→ **Trecho selecionado**
★ ★ ★ ★ ★

Apesar
de tudo, “ainda somos os mesmos...”
Por
Alessandra Leles Rocha
Cada dia mais me convenço de que
aquela antiga canção está certa, “ainda
somos os mesmos”1. De
Alexandre – O Grande aos imperialistas da contemporaneidade, a verdade é que o
ser humano quer sim, sempre quis, dominar a pequena esfera azul que vaga
silenciosamente no universo. Trata-se da consagração do poder absoluto,
inquestionável, que supera quaisquer resistências e questionamentos em relação “aos fins justificarem os meios”.
E pensando a respeito, acaba-se
percebendo, então, que a humanidade não dá a mínima para a barbárie que aflora
nesse tipo de empreitada. Pois é, o ser humano não liga para o extermínio da
sua própria espécie. Não liga para o sofrimento alheio. Não liga para a
destruição. Não, não liga. O vale-tudo faz parte do jogo e suas consequências e
desdobramentos, também.
Por isso, ao virar e revirar as
páginas da história, as guerras e os conflitos sangrentos estão lá, marcando
presença, impondo seu destaque, lustrando o ideário de poder de muita gente por
aí. No fundo, a sensação que se tem é de que é muito fácil lançar o morticínio
na vala estatística. Como se as vidas humanas fossem desimportantes, ou
substituíveis; sobretudo, aquelas naturalmente já designadas aos campos dos
desalentos e das vulnerabilidades sociais.

★ ★ ★ ★ ★

→ **Tarefa proposta**
De acordo com o trecho selecionado, por que as guerras e os conflitos sangrentos aparecem com destaque nas páginas da história? Explique em uma a três frases. Use somente o trecho como fonte.

→ **Material reunido**
★ ★ ★ ★ ★

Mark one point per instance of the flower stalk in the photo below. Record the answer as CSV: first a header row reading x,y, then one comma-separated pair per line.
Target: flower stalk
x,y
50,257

★ ★ ★ ★ ★

→ **Resultado final**
Porque, na busca pelo poder absoluto de dominar o planeta, o ser humano não liga para o extermínio da própria espécie, para o sofrimento alheio nem para a destruição. Para ele, o vale-tudo e suas consequências fazem parte do jogo.